*指示 1*: 下の課題文を、「(4)熱可塑性エラストマーが」を含む語句から書き始め、「ないと発明者等は考えている。」で止めて書き写してください。その際、「顔料」を「着色剤」に変えてください。

──────── 課題文

以下のいずれかの場合、より高い耐熱性を有する発泡成形体を提供できる。
(1)顔料が、熱可塑性エラストマー100質量部に対して、0.05〜3.0質量部含まれる。
(2)熱可塑性エラストマーが、結晶性を示し、アミド系エラストマー、オレフィン系エラストマー、エステル系エラストマー、ウレタン系エラストマーから選択される。
(3)熱可塑性エラストマーが、アミド系エラストマーであり、熱可塑性エラストマー組成物が、結晶化温度より20〜30℃高い融点を有する。
(4)熱可塑性エラストマーが、オレフィン系エラストマーであり、熱可塑性エラストマー組成物が、結晶化温度より30〜45℃高い融点を有する。
(5)熱可塑性エラストマーが、エステル系エラストマーであり、熱可塑性エラストマー組成物が、結晶化温度より25〜45℃高い融点を有する。
【図面の簡単な説明】
【0007】
図1】固体粘弾性の算出法の説明図である。
【発明を実施するための形態】
【0008】
(熱可塑性エラストマー組成物)
熱可塑性エラストマー組成物(以下、単に組成物ともいう)は、熱可塑性エラストマーと、顔料とを含む。組成物は、発泡粒子及び発泡成形体の製造に好適に用いられる。顔料は、組成物中で、耐熱性向上剤としての役割を果たす。具体的には、実施例でも確認されているように、顔料は、熱可塑性エラストマーの結晶化温度を上昇させる役割を果たしている。結晶化温度が上昇することで、熱可塑性エラストマーの結晶性が高くなり、その結果、発泡成形体の耐熱性が向上する。この顔料により耐熱性が向上する現象は、熱可塑性エラストマーを発泡成形体の製造に使用する技術分野では、知られていないと発明者等は考えている。
【0009】
(1)熱可塑性エラストマー
熱可塑性エラストマーは、例えば、アミド系エラストマー、オレフィン系エラストマー、エステル系エラストマー、ウレタン系エラストマーから選択できる。組成物は、各種エラストマーのみを含んでいてもよく、各エラストマーの混合物を含んでいてもよい。熱可塑性エラストマーは、結晶性を有していることが好ましい。結晶性の有無は、結晶化温度の存在の有無により判断できる。
(i)アミド系エラストマー
アミド系エラストマーは、架橋していてもよく、非架橋であってもよい。本明細書において、非架橋とは、発泡粒子のアルコール系溶剤への不溶なゲル分率が3.0質量%以下のものを意味する。また、架橋とはこのゲル分率が3.0質量%より多いものを意味する。
【0010】
ここで、アミド系エラストマー(発泡体)のゲル分率は下記の要領で測定される。
発泡体の質量W1を測定する。次に、130℃のアルコール系溶剤(例えば、3−メトキシ−3−メチル−1−ブタノール)100mL中に発泡体を24時間に亘って浸漬する。
次に、アルコール系溶剤の残渣を80メッシュの金網を用いて濾過し、金網上に残った残渣を130℃にて1時間に亘って乾燥させて、金網上に残った残渣の質量W2を測定し、下記式に基づいて発泡体のゲル分率を算出できる。

────────────────
──────── 演習データ

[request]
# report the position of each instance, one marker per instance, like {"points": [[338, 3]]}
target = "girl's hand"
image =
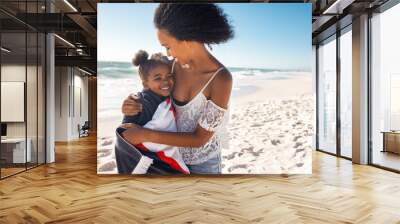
{"points": [[131, 106], [134, 134]]}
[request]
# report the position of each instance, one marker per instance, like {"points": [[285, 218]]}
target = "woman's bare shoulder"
{"points": [[221, 88]]}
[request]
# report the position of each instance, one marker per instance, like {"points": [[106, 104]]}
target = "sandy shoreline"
{"points": [[270, 130]]}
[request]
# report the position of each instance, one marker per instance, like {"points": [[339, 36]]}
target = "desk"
{"points": [[13, 150], [391, 141]]}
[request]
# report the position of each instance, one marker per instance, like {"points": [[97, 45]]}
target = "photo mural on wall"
{"points": [[204, 89]]}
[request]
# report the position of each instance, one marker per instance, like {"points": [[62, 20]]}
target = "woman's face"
{"points": [[175, 48]]}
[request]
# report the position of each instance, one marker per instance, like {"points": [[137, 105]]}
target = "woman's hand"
{"points": [[134, 134], [131, 106]]}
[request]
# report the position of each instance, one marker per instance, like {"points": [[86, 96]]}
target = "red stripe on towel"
{"points": [[171, 162]]}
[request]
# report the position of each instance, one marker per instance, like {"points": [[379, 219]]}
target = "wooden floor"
{"points": [[69, 191]]}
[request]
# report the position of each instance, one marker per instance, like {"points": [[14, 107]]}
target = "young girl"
{"points": [[157, 114]]}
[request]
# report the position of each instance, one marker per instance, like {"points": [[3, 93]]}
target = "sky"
{"points": [[272, 36]]}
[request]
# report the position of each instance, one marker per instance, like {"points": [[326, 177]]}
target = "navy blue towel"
{"points": [[128, 156]]}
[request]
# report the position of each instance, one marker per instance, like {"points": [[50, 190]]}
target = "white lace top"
{"points": [[211, 117]]}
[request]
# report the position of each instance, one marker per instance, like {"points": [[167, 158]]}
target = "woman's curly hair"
{"points": [[205, 23], [145, 63]]}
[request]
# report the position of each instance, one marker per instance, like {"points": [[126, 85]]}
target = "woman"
{"points": [[202, 84]]}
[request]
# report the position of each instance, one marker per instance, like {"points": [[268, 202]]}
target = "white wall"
{"points": [[70, 83]]}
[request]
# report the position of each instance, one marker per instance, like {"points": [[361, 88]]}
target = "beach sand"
{"points": [[270, 130]]}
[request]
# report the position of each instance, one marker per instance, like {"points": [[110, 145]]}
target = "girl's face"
{"points": [[175, 48], [160, 80]]}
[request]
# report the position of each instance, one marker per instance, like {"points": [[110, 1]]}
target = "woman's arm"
{"points": [[220, 92]]}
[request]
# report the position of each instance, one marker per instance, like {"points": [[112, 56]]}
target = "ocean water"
{"points": [[116, 80]]}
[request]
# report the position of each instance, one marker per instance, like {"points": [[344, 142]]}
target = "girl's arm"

────────────────

*指示 2*: 上のリストから、文字列「white」を含む行をすべて集めてください。大文字と小文字は区別します。

*解答 1*:
(4)熱可塑性エラストマーが、オレフィン系エラストマーであり、熱可塑性エラストマー組成物が、結晶化温度より30〜45℃高い融点を有する。
(5)熱可塑性エラストマーが、エステル系エラストマーであり、熱可塑性エラストマー組成物が、結晶化温度より25〜45℃高い融点を有する。
【図面の簡単な説明】
【0007】
図1】固体粘弾性の算出法の説明図である。
【発明を実施するための形態】
【0008】
(熱可塑性エラストマー組成物)
熱可塑性エラストマー組成物(以下、単に組成物ともいう)は、熱可塑性エラストマーと、着色剤とを含む。組成物は、発泡粒子及び発泡成形体の製造に好適に用いられる。着色剤は、組成物中で、耐熱性向上剤としての役割を果たす。具体的には、実施例でも確認されているように、着色剤は、熱可塑性エラストマーの結晶化温度を上昇させる役割を果たしている。結晶化温度が上昇することで、熱可塑性エラストマーの結晶性が高くなり、その結果、発泡成形体の耐熱性が向上する。この着色剤により耐熱性が向上する現象は、熱可塑性エラストマーを発泡成形体の製造に使用する技術分野では、知られていないと発明者等は考えている。

*解答 2*:
target = "white lace top"
target = "white wall"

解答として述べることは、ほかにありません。